Provided text
== == ==
Reversible Mutations

In the previous post about mutation predictions I only considered mutations in one direction (for example, from functional to non-functional gene sequences (while non-functional to non-functional mutations were ignored because the outcome is the same).)  However, some mutations can be thought of as reversible.  We could think of a nucleotide position mutating from an "A" to any other base-pair state ("C," "G," or "T") and then back again to an "A."  Or, we could think about changes in a codon that alternate between two different amino acids.  For example "CAT" and "CAC" both code for histidine while "CAA" and "CAG" both code for glutamine in the corresponding polypeptide (protein).  The only change is at the third position so a "T" or "C" is one amino acid and an "A" or "G" is the other.  As the sequence mutates and evolves between these four bases at this position we could think about this as reversible between two amino acid states.

aa-reversible-mutations

Another type of mutation is even closer to the sense of reversible.  Transposable elements are small stretches of DNA that can insert into a gene sequence, sometimes inactivating the gene, and then later excise out of the sequence, which might restore the original function.  In fact, transposable elements (or "TE's") are quite common in the genome of many organisms.  In the image below is an example from corn (in which TE's were first discovered).  Starting with an individual that has a TE inserted into a gene that produces the purple pigment (so no pigment is produced and the kernels are white) the TE can excise in certain cells (giving purple spots) and may even excise in the germ-line cells so that the next generation has completely restored pigment production.
== == ==
Stored data
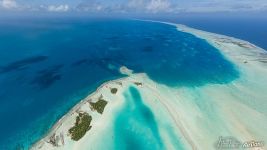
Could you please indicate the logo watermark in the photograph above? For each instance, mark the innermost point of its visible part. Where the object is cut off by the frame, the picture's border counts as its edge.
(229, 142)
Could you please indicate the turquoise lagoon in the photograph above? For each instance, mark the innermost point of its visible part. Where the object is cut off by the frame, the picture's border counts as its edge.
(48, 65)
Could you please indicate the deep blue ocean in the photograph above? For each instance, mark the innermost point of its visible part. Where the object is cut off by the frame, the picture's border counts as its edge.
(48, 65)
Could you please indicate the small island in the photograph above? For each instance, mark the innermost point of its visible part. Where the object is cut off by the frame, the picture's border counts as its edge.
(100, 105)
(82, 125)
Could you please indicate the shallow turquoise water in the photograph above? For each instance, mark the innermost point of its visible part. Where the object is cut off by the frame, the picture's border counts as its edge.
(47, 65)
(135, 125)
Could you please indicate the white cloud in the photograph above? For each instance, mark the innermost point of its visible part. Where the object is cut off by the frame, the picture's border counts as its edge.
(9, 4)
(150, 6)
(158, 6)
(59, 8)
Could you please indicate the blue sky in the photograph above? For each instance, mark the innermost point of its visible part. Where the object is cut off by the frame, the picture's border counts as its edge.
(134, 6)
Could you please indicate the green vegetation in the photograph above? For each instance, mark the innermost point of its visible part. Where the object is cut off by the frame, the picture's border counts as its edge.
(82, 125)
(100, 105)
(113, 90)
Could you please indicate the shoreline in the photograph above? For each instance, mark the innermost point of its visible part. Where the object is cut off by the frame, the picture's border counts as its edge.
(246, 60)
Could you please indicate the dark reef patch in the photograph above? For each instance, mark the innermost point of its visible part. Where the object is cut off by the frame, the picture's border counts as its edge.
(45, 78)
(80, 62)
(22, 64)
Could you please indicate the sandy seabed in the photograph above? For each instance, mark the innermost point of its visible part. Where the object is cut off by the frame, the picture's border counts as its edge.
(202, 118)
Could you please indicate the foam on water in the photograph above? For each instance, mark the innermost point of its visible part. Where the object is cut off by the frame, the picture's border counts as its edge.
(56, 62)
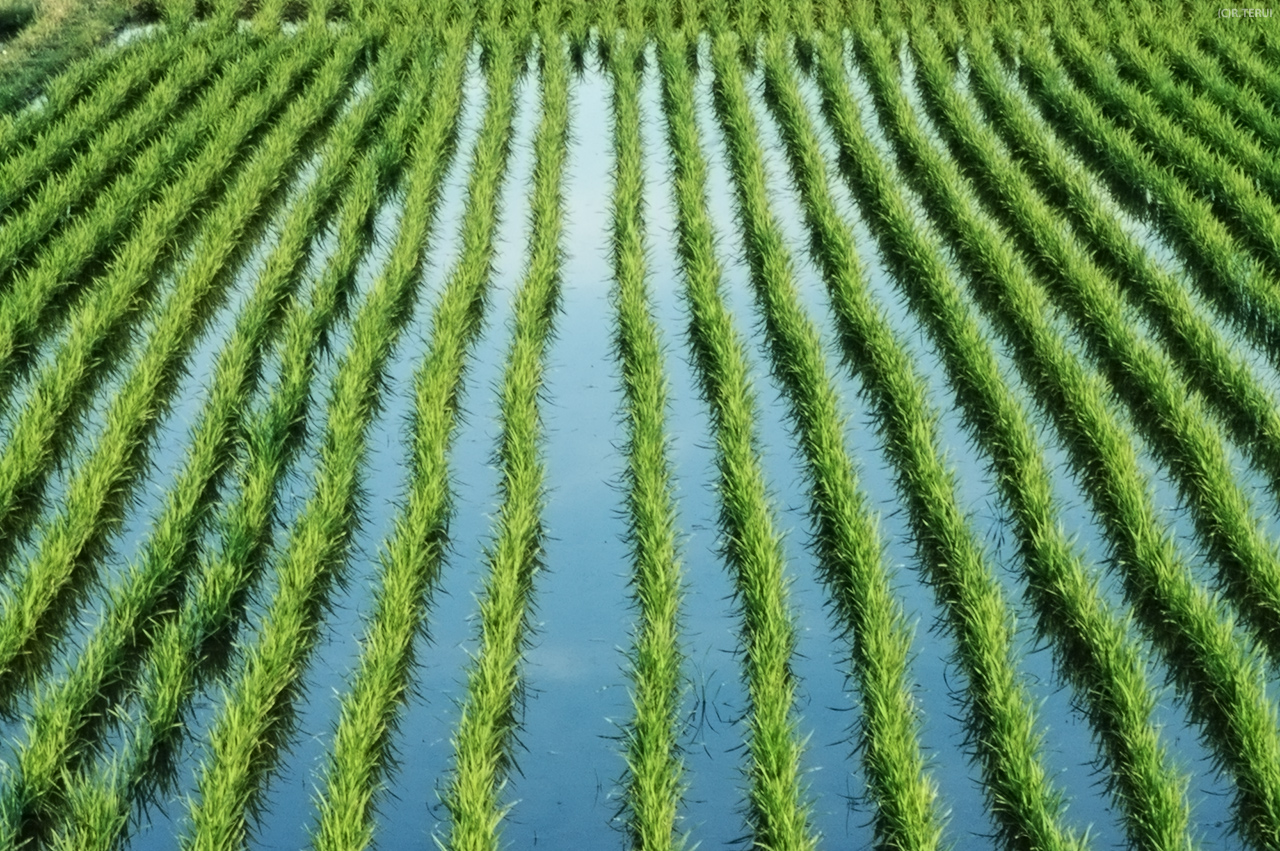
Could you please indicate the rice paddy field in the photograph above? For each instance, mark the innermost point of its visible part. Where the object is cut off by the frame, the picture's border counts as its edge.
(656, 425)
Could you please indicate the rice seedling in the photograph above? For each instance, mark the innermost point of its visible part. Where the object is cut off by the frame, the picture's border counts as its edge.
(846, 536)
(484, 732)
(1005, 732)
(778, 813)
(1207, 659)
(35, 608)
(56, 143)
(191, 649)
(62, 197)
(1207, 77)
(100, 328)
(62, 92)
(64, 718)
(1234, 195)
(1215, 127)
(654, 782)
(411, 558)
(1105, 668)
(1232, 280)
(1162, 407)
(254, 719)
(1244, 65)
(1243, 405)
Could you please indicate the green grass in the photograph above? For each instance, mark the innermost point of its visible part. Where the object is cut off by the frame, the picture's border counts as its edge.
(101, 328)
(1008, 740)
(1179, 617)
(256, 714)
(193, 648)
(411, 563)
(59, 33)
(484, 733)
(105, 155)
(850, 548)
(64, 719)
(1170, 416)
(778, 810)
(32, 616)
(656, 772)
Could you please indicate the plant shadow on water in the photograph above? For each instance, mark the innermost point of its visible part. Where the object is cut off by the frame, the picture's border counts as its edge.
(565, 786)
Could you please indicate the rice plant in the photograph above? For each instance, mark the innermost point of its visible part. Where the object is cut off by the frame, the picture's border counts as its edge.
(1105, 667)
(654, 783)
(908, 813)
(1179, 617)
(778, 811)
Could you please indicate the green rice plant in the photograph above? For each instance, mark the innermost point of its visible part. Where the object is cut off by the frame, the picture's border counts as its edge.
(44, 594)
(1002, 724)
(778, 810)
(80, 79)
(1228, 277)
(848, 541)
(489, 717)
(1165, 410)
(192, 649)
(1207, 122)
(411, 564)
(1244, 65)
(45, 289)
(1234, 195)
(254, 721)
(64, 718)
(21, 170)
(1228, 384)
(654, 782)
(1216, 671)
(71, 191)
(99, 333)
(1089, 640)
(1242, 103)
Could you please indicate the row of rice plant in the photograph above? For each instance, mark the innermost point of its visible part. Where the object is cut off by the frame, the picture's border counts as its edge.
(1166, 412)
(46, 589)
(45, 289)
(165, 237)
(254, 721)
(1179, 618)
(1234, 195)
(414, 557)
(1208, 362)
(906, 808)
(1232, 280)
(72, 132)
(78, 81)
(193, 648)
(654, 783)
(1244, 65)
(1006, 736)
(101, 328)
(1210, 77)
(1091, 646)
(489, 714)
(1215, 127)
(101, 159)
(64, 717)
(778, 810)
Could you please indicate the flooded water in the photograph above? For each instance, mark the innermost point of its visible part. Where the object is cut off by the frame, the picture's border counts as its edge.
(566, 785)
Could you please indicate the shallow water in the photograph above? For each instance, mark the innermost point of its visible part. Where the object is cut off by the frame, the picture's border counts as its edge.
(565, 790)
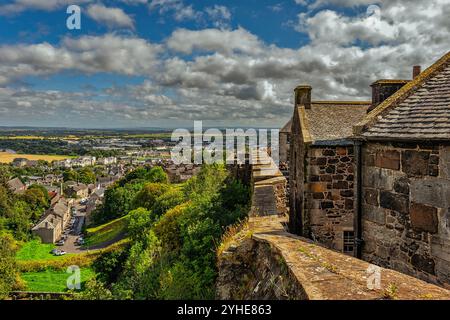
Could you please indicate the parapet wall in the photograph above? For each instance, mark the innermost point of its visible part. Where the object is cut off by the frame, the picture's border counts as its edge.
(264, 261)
== == ==
What to work on
#1 Answer these questions using the text on reversible mutations:
(a) Which amino acid do the codons "CAA" and "CAG" code for?
(b) In which organism were transposable elements first discovered?
(c) What color are the kernels when a TE is inserted into the gene that produces the purple pigment?
#2 Resume the text on reversible mutations, picking up right after its final sentence about the TE excising in germ-line cells.

Exercise responses
#1
(a) Glutamine.
(b) Corn.
(c) White.

#2
nrg793-f1

We can write down the expected frequency in the next generation with reversible mutations as a recursion.  To be an allele at frequency p in generation g you are either already a p type allele in the previous generation g-1 and did not mutate away with a mutation rate of \mu (red) or you were the alternative allele at a frequency of 1-p and mutated at a rate of \nu (blue).  (Incidentally, the "or" in the sentence implies that we add these two outcomes together rather than multiply because they are mutually exclusive; the allele either mutated or it did not; while the two "and"s in the sentence imply multiplying, the mutation rate and the allele frequency are independent events that have to co-occur to have the effect we are focusing on.)

p_g=\color{red}{p_{g-1}(1-\mu)} + \color{blue}{(1-p_{g-1})\nu}.

We could also write this from the alternative alleles point of view q=1-p.

q_g=\color{red}{q_{g-1}(1-\nu)} + \color{blue}{(1-q_{g-1})\mu}.

Either way works the same in the end, but for the rest of this we are using the p version.

At equilibrium p_g=p_{g-1} so setting the allele frequencies between generations equal to each other gives:

p=p(1-\mu)+(1-p)\nu.

Subtract p from both sides to get the terms together.

p-p=p(1-\mu)+(1-p)\nu-p

0=p(1-\mu)+(1-p)\nu-p

Multiply everything out.

0=p-p\mu+\nu-p\nu-p

cancel out p-p on the right

0=-p\mu+\nu-p\nu

rearrange

0=-p\mu-p\nu+\nu

factor

0=-p(\mu+\nu)+\nu

subtract \nu from both sides

-\nu=-p(\mu+\nu)

multiply both sides by negative one

\nu=p(\mu+\nu)

solve for p

p=\frac{\nu}{\mu+\nu}

This gives us the equilibrium allele frequency as determined by the forward and backward mutation rates.  Equilibrium values are often designated with a "hat" symbol like this:

\hat{p}=\frac{\nu}{\mu+\nu}

From looking at this equation you can see the the equilibrium frequency of an allele is given by the mutation rate to the allele state as a fraction out of the total of the mutation rates, \frac{\nu}{\mu+\nu}.  So for example, if \nu is one half of the total rate of mutations (in other words if \nu=\mu) then \hat{p}=\frac{1}{1+1}=\frac{1}{2}. This seems to make intuitive sense, if different alleles are mutating into each other at the same rate, then over enough time the population will be made up of a 50/50 ratio of the alleles.

Going back to the original equation and multiplying everything out to rearrange the right hand side:

p_g=p_{g-1}(1-\mu)+(1-p_{g-1})\nu

p_g=p_{g-1}-p_{g-1}\mu+\nu-p_{g-1}\nu

p_g=p_{g-1}-p_{g-1}\mu-p_{g-1}\nu+\nu

p_g=p_{g-1}(1-\mu-\nu)+\nu

is this helpful?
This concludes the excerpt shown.